TASK GOAL: Can you turn each line of the listing below into a numbered list, skipping any blank lines?

--- BEGIN SUPPLIED ENTRIES ---

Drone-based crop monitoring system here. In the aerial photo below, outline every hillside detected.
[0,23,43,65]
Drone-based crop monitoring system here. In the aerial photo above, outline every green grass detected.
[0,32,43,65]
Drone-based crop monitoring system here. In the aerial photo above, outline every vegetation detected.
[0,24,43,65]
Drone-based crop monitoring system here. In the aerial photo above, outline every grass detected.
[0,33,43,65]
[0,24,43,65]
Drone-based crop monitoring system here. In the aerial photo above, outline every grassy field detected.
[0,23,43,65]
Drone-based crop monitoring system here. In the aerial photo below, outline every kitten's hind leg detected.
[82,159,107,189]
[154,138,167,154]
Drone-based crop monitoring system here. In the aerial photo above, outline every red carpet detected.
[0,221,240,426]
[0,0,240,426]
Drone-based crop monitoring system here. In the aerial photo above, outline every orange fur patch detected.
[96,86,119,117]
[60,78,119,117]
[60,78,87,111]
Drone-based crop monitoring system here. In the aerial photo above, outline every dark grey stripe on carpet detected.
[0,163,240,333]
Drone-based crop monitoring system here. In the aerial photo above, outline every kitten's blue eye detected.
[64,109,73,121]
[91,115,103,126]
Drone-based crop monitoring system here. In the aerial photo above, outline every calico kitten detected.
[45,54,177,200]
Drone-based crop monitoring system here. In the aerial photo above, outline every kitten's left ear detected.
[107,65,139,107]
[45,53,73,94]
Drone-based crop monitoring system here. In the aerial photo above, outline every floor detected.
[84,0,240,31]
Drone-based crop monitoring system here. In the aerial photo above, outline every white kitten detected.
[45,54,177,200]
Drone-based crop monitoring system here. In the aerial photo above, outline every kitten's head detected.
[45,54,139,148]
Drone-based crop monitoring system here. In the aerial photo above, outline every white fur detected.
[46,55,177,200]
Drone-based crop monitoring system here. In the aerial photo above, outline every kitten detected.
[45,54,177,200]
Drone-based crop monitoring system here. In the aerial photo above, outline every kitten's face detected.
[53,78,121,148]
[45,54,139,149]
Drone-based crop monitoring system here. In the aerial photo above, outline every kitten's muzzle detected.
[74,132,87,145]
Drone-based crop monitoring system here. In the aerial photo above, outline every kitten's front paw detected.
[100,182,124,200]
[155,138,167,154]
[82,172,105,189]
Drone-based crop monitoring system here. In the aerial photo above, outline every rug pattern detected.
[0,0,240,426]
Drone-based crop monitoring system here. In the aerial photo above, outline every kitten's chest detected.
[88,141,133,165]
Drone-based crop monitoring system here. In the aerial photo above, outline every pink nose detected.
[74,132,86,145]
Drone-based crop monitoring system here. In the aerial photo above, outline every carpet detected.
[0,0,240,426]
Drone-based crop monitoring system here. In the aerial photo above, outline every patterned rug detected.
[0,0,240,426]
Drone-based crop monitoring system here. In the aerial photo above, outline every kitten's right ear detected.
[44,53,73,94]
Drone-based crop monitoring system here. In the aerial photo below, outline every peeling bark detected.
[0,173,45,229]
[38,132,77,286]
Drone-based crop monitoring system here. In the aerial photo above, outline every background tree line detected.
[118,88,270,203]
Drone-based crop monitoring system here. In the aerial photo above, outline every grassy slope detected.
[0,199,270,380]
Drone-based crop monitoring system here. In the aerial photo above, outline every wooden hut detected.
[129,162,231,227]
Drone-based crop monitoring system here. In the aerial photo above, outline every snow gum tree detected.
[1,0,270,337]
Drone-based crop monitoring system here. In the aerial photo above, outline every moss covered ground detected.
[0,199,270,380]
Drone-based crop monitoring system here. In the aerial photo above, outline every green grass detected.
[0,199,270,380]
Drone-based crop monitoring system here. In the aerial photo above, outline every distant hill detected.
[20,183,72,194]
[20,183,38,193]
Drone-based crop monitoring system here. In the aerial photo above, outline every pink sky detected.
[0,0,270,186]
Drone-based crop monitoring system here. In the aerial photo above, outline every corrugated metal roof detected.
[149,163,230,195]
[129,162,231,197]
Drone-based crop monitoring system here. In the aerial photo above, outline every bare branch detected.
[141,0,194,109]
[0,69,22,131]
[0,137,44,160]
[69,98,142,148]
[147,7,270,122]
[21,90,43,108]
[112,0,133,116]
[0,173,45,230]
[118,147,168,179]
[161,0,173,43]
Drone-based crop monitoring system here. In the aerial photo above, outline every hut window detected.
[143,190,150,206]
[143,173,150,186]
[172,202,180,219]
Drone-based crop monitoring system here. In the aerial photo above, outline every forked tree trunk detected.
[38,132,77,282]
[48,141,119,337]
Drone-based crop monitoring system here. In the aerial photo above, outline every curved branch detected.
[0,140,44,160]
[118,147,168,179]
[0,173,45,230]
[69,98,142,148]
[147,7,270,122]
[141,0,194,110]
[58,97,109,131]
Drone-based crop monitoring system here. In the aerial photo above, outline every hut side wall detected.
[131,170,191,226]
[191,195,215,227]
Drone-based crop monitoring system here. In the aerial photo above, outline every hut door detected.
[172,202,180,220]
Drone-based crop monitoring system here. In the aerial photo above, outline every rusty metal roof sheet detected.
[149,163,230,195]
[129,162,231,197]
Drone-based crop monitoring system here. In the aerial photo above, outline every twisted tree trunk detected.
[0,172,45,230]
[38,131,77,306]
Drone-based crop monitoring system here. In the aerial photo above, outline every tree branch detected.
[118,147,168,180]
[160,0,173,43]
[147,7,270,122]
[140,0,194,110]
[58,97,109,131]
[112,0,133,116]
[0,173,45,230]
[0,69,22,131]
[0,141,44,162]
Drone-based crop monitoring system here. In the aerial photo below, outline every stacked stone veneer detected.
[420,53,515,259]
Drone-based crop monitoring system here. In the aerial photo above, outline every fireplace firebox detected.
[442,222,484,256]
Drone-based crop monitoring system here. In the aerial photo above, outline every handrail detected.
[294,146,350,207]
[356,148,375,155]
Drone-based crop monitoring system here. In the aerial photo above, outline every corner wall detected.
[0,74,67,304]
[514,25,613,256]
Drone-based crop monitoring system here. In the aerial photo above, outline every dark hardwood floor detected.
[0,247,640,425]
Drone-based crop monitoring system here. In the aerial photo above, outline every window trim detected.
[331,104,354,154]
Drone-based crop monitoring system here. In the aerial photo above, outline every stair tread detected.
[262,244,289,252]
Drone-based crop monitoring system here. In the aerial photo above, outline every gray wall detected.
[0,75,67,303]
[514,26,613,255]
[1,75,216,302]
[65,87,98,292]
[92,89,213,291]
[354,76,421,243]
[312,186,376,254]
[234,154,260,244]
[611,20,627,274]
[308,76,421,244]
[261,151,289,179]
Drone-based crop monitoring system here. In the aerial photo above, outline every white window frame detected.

--- END SUPPLIED ENTRIES ---

EXERCISE OUTPUT:
1. Drone-based crop monitoring system here. In the aerial photo below, outline every hillside detected.
2. [0,23,43,65]
3. Drone-based crop monitoring system here. In the aerial photo above, outline every green grass detected.
4. [0,32,43,65]
5. Drone-based crop monitoring system here. In the aerial photo above, outline every vegetation detected.
6. [0,24,43,65]
7. Drone-based crop monitoring system here. In the aerial photo above, outline every grass detected.
8. [0,33,43,65]
9. [0,24,43,65]
10. Drone-based crop monitoring system here. In the aerial photo above, outline every grassy field detected.
11. [0,23,43,65]
12. Drone-based crop monitoring system here. In the aerial photo below, outline every kitten's hind leg detected.
13. [82,159,107,189]
14. [154,138,167,154]
15. Drone-based crop monitoring system here. In the aerial photo above, outline every red carpet detected.
16. [0,221,240,426]
17. [0,0,240,426]
18. Drone-based crop monitoring system here. In the aerial photo above, outline every orange fur patch detected.
19. [96,86,119,117]
20. [60,78,119,117]
21. [60,78,87,111]
22. Drone-based crop monitoring system here. In the aerial photo above, outline every dark grey stripe on carpet detected.
23. [0,163,240,333]
24. Drone-based crop monitoring system here. In the aerial photo above, outline every kitten's blue eye detected.
25. [64,109,73,121]
26. [91,115,103,126]
27. Drone-based crop monitoring system here. In the aerial photo above, outline every calico kitten detected.
28. [45,54,177,200]
29. Drone-based crop monitoring system here. In the aerial photo above, outline every kitten's left ear detected.
30. [107,65,139,107]
31. [45,53,73,94]
32. Drone-based crop monitoring system here. In the aerial photo above, outline every floor detected.
33. [84,0,240,31]
34. Drone-based crop monitoring system here. In the aerial photo above, outline every white kitten detected.
35. [45,54,177,200]
36. Drone-based crop monitoring system here. In the aerial photo above, outline every kitten's head detected.
37. [45,54,139,148]
38. Drone-based crop monitoring system here. In the aerial photo above, outline every white fur detected.
39. [46,55,177,200]
40. Drone-based crop monitoring system here. In the aerial photo above, outline every kitten detected.
41. [45,54,177,200]
42. Drone-based crop monitoring system here. In the aerial photo above, outline every kitten's face detected.
43. [53,78,121,148]
44. [45,54,139,149]
45. Drone-based crop monitoring system here. In the aerial photo above, outline every kitten's muzzle detected.
46. [74,132,87,145]
47. Drone-based crop monitoring system here. In the aerial photo above, outline every kitten's front paw detected.
48. [100,182,124,200]
49. [155,138,167,154]
50. [82,172,105,189]
51. Drone-based crop monitoring system here. In the aerial photo above, outline every rug pattern detected.
52. [0,0,240,426]
53. Drone-based crop monitoring system here. In the aerial photo above, outline every kitten's chest detected.
54. [88,141,133,165]
55. Drone-based crop monitoring system here. In the aerial photo above, outline every pink nose detected.
56. [74,132,86,145]
57. Drone-based crop monitoring system here. In the aerial photo above, outline every carpet detected.
58. [0,0,240,426]
59. Drone-based crop monitoring system here. In the aerial photo above, outline every patterned rug detected.
60. [0,0,240,426]
61. Drone-based crop monitoring system here. In the aerial photo above, outline every kitten's right ear detected.
62. [44,53,73,94]
63. Drone-based crop monitoring system here. In the aerial photo below, outline every peeling bark detected.
64. [0,173,45,229]
65. [38,132,77,286]
66. Drone-based crop monitoring system here. In the aerial photo above, outline every background tree line detected.
67. [118,88,270,203]
68. Drone-based crop monitoring system here. In the aerial photo above, outline every grassy slope detected.
69. [0,199,270,380]
70. Drone-based crop monitoring system here. In the aerial photo above, outline every wooden hut detected.
71. [129,162,231,227]
72. Drone-based crop monitoring system here. In the aerial photo above, outline every snow gum tree detected.
73. [1,0,270,337]
74. Drone-based crop monitoring system here. In the aerial photo above, outline every moss covered ground detected.
75. [0,199,270,380]
76. Drone-based crop monitoring system here. In the aerial photo above, outline every green grass detected.
77. [0,199,270,380]
78. Drone-based crop monitoring system here. In the aerial photo above, outline every distant hill detected.
79. [20,183,72,194]
80. [20,183,38,193]
81. Drone-based crop monitoring system here. In the aerial photo above, outline every pink sky detected.
82. [0,0,270,186]
83. Drone-based crop monitoring system here. In the aerial photo above, outline every corrugated metal roof detected.
84. [149,163,230,195]
85. [129,162,231,197]
86. Drone-based crop monitoring system here. In the aerial photo above, outline every bare branch detected.
87. [141,0,194,109]
88. [0,69,22,131]
89. [0,137,44,160]
90. [69,98,142,148]
91. [147,7,270,122]
92. [21,90,43,108]
93. [112,0,133,116]
94. [0,173,45,230]
95. [118,147,168,179]
96. [161,0,173,43]
97. Drone-based crop monitoring system here. In the aerial photo above, outline every hut window detected.
98. [143,190,150,206]
99. [143,173,150,186]
100. [172,202,180,219]
101. Drone-based crop monitoring system here. In the aerial photo above, outline every forked tree trunk detected.
102. [38,132,77,282]
103. [48,141,119,337]
104. Drone-based crop monitoring system here. In the aerial photo above, outline every curved branch detected.
105. [0,140,44,160]
106. [118,147,168,179]
107. [0,173,45,230]
108. [69,98,142,148]
109. [147,7,270,122]
110. [141,0,194,110]
111. [58,97,109,131]
112. Drone-based crop monitoring system here. In the aerial photo above, outline every hut side wall detected.
113. [131,170,191,226]
114. [191,195,215,227]
115. Drone-based crop monitoring system here. In the aerial photo above, outline every hut door detected.
116. [172,202,180,220]
117. Drone-based crop monitoring system here. In the aerial photo above, outline every rusty metal roof sheet detected.
118. [149,163,230,195]
119. [129,162,231,197]
120. Drone-based crop monitoring system here. In the aerial photo above, outline every twisted tree trunk detected.
121. [0,172,45,230]
122. [38,131,77,306]
123. Drone-based crop monitoring system here. In the aerial photo above, outline every tree branch detected.
124. [118,147,168,180]
125. [160,0,173,43]
126. [147,7,270,122]
127. [140,0,194,110]
128. [58,97,109,131]
129. [112,0,133,116]
130. [0,173,45,230]
131. [0,69,22,131]
132. [0,141,44,162]
133. Drone-based crop monitoring system here. In the aerial photo below, outline every stacked stone veneer detected.
134. [420,53,515,259]
135. Drone-based crop monitoring system here. In the aerial photo above, outline every fireplace firebox detected.
136. [442,222,484,256]
137. Drone-based crop monitoring system here. In the aerial photo above, outline every handrail detected.
138. [294,146,350,207]
139. [356,148,375,155]
140. Drone-based crop monitoring system here. In the aerial photo above, outline every corner wall detected.
141. [0,74,67,304]
142. [514,25,613,256]
143. Drone-based crop monitoring system here. In the aerial photo above, outline every dark hardwood floor detected.
144. [0,247,640,425]
145. Drone-based crop monitoring system here. In the aerial photo above, outline every window trim detected.
146. [331,104,354,154]
147. Drone-based crop monitoring system here. In the aerial photo above, outline every stair tread detected.
148. [262,244,289,252]
149. Drone-based crop monitoring system here. In the aerial photo above, outline every gray wall detected.
150. [0,75,67,303]
151. [514,26,613,255]
152. [1,75,216,302]
153. [65,87,98,292]
154. [92,89,213,291]
155. [354,76,421,243]
156. [312,186,376,254]
157. [234,154,260,244]
158. [611,20,627,274]
159. [308,76,421,244]
160. [261,151,289,179]
161. Drone-based crop monitoring system here. In the aerial photo above, outline every white window frame detected.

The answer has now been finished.